- _Instructions for the task_: Could you give the data below again, exactly and completely?

====================

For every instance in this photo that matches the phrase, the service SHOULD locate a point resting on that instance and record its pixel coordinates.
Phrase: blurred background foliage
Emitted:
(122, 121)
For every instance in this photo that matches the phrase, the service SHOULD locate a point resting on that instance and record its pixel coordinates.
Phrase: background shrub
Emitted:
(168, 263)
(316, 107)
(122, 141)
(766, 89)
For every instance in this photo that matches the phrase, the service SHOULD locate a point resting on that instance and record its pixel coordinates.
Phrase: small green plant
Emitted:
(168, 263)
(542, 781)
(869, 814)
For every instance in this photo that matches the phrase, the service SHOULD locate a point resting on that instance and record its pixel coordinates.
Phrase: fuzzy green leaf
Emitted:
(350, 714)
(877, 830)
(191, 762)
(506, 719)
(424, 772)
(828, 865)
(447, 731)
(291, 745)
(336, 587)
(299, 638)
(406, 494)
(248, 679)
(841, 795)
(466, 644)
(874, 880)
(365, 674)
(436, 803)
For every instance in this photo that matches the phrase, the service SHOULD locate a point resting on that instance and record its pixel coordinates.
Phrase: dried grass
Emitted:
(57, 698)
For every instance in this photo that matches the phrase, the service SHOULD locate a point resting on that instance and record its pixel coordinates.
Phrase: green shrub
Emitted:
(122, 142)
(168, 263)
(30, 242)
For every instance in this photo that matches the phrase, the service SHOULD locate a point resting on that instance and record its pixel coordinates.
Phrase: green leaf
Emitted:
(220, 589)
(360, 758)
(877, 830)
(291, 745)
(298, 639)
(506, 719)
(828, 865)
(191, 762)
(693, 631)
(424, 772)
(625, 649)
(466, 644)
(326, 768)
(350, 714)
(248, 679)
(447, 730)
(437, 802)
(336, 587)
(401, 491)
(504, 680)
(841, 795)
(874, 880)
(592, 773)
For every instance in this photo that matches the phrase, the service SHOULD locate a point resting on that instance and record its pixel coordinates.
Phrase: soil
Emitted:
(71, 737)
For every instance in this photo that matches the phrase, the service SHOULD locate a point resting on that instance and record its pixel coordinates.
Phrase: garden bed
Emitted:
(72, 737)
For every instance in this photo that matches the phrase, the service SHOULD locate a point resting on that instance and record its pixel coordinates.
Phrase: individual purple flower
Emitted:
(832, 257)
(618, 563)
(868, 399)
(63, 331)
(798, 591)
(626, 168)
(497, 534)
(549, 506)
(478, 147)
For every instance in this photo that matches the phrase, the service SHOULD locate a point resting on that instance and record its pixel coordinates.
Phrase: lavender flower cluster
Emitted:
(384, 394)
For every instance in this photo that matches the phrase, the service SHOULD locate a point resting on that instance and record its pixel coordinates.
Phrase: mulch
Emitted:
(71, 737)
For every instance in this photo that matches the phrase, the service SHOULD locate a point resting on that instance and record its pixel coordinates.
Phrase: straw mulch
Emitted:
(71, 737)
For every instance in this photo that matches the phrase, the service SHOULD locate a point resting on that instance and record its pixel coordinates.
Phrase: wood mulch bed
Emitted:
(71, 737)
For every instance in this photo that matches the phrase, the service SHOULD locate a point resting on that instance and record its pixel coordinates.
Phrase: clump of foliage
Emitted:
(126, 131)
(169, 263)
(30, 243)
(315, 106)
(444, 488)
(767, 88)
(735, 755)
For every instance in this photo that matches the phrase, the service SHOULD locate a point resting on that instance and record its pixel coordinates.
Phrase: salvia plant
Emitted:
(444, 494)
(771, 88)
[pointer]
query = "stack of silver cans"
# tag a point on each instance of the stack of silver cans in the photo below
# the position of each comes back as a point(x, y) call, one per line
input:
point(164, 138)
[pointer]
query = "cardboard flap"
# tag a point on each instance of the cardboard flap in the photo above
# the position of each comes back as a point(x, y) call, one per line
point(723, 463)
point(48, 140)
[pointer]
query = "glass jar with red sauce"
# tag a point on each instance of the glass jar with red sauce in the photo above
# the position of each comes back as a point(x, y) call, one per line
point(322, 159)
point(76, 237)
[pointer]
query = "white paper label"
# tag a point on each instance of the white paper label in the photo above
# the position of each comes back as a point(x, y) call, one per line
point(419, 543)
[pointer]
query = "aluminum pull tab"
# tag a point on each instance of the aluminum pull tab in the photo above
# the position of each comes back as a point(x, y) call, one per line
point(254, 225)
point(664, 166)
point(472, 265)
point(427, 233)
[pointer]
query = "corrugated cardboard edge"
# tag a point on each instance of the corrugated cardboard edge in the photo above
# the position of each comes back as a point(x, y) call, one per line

====================

- _Result for this exercise_:
For every instance in this photo that matches the phrase, the service SHOULD locate a point resting on that instance and record its pixel coordinates.
Phrase: blurred background foliage
Emitted:
(122, 121)
For every instance in this photo that matches the phrase, the service SHOULD locate a point resting on that instance and record its pixel coordinates.
Phrase: background shrub
Emitted:
(168, 263)
(316, 107)
(122, 141)
(766, 89)
For every instance in this photo that matches the phrase, the service SHOULD locate a point resting on that instance and record its pixel coordinates.
Phrase: small green plant
Emitted:
(168, 263)
(542, 781)
(869, 814)
For every instance in this photo that matches the phrase, the service SHOULD locate a point resting on that instance and record its pixel coordinates.
Phrase: fuzzy green leaf
Emitted:
(350, 714)
(877, 830)
(191, 762)
(506, 719)
(424, 772)
(828, 865)
(447, 731)
(291, 745)
(336, 587)
(299, 638)
(406, 494)
(248, 679)
(841, 795)
(466, 644)
(874, 880)
(365, 674)
(436, 803)
For every instance in this photo that matches the phrase, the service SHOULD locate a point resting on that instance and record its pixel coordinates.
Phrase: dried grass
Emitted:
(57, 698)
For every instance in this photo that matches the phrase, the service SHOULD locate a point resting on that instance and record its pixel coordinates.
Phrase: green shrub
Emitted:
(122, 142)
(168, 263)
(30, 242)
For every instance in this photo that matches the phrase, the service SHOULD locate a point resting on that instance and record its pixel coordinates.
Phrase: green leaf
Emitted:
(220, 589)
(360, 758)
(877, 830)
(291, 745)
(298, 639)
(506, 719)
(828, 865)
(191, 762)
(693, 631)
(424, 772)
(625, 649)
(466, 644)
(326, 768)
(350, 714)
(248, 679)
(447, 730)
(437, 802)
(336, 587)
(401, 491)
(504, 680)
(841, 795)
(874, 880)
(592, 773)
For every instance in this photo that matches the phrase, the service SHOULD locate a point resting on that instance and record its pixel coordinates.
Phrase: soil
Emitted:
(71, 737)
For every instance in this photo that matches the phrase, the service SHOULD locate a point resting on that instance and record its pixel coordinates.
Phrase: garden bed
Emitted:
(72, 737)
For every instance in this photo that matches the phrase, the service SHOULD locate a point resting on that instance and record its pixel coordinates.
Phrase: individual purple flower
Emitted:
(832, 257)
(618, 563)
(868, 399)
(63, 331)
(798, 591)
(626, 168)
(497, 534)
(549, 506)
(478, 147)
For every instance in this photo that matches the phrase, the service SHOULD locate a point resting on that instance and record its pixel coordinates.
Phrase: lavender flower cluster
Emitted:
(384, 394)
For every instance in this photo that matches the phrase, the service SHOULD locate a point resting on that instance and record its pixel coordinates.
Phrase: mulch
Emitted:
(71, 737)
For every instance in this photo that matches the phrase, the service SHOULD locate a point resting on that instance and record its pixel coordinates.
Phrase: straw mulch
Emitted:
(71, 737)
For every instance in this photo that matches the phrase, the service SHOULD locate a point resting on that instance and record its pixel coordinates.
Phrase: wood mulch bed
Emitted:
(71, 737)
For every instance in this photo that matches the phrase, the service SHOULD locate a point resting on that instance and record its pixel coordinates.
Phrase: clump of foliage
Emitted:
(126, 131)
(169, 263)
(30, 243)
(315, 106)
(444, 488)
(767, 88)
(735, 755)
For every instance in this photo that matches the phrase, the service SHOULD locate a point resting on that instance and record its pixel coordinates.
Phrase: salvia plant
Emitted:
(444, 494)
(771, 88)
[pointer]
query = "stack of silver cans"
# tag a point on each instance of the stack of silver cans in the photo below
# the position of each comes back as a point(x, y) call, one per line
input:
point(164, 138)
[pointer]
query = "cardboard flap"
# tag a point on each instance of the cardboard flap in the photo above
# the position of each comes back as a point(x, y) call, one per line
point(723, 463)
point(48, 140)
[pointer]
query = "glass jar with red sauce"
# tag a point on each instance of the glass jar with red sauce in the photo above
# the position of each comes back as a point(x, y) call, one per line
point(322, 159)
point(76, 237)
[pointer]
query = "white paper label"
# tag a point on each instance of the white paper label in the photo above
# the position of each comes back as a point(x, y) call, one per line
point(419, 543)
[pointer]
query = "aluminum pull tab"
# tag a point on each instance of the aluminum pull tab in the photo above
# the position of each comes back as a point(x, y) call, one per line
point(254, 225)
point(664, 166)
point(472, 265)
point(427, 233)
[pointer]
query = "corrugated cardboard edge"
# tag a point on each instance of the corrugated cardboard edge in the photo above
# the position of each comes back as a point(x, y) call, one per line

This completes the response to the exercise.